◆ **What you need to do**
From the listing below, pick out every line that contains the word "grass" and copy each one.

◆ **Records to use**
%%
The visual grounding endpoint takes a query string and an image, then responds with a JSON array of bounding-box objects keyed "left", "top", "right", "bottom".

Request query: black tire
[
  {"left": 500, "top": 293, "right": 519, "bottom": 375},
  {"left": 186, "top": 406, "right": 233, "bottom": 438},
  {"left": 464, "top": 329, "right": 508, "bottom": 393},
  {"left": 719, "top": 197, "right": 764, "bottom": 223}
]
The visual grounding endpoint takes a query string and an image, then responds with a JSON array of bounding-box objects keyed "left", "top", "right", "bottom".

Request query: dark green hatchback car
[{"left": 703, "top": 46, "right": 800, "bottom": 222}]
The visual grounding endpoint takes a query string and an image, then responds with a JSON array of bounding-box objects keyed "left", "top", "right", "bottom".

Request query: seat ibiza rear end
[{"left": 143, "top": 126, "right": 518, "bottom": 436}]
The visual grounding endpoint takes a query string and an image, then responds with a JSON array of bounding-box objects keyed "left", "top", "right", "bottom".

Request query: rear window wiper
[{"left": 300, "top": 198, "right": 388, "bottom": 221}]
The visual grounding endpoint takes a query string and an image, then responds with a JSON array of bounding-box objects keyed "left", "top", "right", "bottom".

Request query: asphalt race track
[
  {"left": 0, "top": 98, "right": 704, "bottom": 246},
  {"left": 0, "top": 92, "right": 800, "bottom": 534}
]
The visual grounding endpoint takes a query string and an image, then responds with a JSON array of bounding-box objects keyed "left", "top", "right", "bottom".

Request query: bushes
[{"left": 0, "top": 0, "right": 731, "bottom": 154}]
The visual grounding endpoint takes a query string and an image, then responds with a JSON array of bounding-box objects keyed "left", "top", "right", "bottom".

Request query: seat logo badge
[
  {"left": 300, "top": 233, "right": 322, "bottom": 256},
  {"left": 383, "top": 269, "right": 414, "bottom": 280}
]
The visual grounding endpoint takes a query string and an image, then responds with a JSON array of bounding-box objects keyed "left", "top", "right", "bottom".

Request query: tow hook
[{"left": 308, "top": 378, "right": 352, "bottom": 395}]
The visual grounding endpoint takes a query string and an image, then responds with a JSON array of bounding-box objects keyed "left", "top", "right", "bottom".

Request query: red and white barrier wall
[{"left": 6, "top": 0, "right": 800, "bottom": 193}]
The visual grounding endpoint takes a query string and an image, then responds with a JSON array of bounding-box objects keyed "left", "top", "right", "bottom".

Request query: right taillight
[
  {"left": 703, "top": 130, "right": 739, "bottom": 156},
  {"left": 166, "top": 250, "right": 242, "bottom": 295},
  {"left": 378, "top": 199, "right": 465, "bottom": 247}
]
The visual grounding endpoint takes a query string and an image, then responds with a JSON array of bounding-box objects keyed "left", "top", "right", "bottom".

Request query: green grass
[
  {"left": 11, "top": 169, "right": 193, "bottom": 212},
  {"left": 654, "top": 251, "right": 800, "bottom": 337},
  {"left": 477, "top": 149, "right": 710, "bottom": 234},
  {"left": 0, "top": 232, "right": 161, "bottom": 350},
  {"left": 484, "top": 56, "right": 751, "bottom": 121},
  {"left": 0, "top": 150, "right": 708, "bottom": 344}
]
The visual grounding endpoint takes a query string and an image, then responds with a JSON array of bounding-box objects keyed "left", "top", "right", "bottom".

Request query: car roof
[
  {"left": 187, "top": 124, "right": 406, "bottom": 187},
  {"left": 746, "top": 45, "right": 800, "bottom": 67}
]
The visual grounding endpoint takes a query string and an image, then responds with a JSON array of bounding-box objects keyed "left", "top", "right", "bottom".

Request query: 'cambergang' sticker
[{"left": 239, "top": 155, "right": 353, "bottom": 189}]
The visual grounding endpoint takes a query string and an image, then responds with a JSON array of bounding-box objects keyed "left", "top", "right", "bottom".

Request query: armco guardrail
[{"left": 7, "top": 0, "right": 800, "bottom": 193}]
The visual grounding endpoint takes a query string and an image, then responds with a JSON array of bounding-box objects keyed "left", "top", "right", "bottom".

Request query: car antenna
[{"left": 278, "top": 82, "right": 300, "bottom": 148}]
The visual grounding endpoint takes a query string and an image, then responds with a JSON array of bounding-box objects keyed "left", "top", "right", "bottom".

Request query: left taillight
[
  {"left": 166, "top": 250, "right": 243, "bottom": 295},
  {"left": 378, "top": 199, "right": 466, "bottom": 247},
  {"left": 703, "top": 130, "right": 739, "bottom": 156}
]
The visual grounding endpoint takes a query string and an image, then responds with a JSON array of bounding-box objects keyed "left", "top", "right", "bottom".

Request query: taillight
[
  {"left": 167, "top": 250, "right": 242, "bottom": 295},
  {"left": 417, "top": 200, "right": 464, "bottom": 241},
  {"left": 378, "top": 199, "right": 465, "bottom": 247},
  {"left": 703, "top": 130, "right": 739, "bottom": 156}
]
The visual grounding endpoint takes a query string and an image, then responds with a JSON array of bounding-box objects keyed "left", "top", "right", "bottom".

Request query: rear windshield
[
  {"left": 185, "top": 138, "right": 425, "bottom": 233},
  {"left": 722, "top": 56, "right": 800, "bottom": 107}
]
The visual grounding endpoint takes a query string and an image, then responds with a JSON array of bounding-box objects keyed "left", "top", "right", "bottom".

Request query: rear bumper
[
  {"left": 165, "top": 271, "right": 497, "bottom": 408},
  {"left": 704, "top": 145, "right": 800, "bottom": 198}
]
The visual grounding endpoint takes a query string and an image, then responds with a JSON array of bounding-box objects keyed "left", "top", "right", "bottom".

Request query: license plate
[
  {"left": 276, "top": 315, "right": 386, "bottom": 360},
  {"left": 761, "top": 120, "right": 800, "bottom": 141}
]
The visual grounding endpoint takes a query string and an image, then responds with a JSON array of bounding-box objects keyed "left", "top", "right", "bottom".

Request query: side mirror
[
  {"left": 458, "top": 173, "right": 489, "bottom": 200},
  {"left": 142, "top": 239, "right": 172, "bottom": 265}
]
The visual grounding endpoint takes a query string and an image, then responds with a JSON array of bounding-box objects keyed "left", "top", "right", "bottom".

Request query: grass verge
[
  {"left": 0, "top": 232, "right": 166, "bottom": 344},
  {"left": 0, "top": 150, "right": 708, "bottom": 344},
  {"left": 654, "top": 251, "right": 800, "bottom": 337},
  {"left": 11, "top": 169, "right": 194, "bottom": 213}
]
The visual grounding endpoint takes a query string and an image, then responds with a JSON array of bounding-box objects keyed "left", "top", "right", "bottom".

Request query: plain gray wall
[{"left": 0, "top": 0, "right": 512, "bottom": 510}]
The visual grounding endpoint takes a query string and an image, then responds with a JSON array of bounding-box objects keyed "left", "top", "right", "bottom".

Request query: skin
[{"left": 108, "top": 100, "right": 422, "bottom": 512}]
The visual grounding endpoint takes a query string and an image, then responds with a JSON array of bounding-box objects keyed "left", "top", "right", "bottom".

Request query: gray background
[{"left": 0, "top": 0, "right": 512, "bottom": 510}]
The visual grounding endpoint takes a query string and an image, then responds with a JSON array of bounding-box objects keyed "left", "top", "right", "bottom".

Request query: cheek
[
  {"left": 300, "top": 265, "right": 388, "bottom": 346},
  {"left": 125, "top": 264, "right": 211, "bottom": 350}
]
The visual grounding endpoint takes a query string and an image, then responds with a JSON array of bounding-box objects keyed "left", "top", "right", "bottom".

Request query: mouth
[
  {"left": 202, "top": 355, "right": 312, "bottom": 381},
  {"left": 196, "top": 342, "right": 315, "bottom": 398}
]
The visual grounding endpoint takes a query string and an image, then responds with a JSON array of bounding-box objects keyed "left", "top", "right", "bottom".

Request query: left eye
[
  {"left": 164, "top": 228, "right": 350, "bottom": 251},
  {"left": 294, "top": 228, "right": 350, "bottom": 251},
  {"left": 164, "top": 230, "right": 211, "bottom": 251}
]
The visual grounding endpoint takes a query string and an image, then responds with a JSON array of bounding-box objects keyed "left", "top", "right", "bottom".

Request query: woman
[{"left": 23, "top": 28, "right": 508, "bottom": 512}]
%%
◆ **Complete answer**
Request query: green grass
Request query: grass verge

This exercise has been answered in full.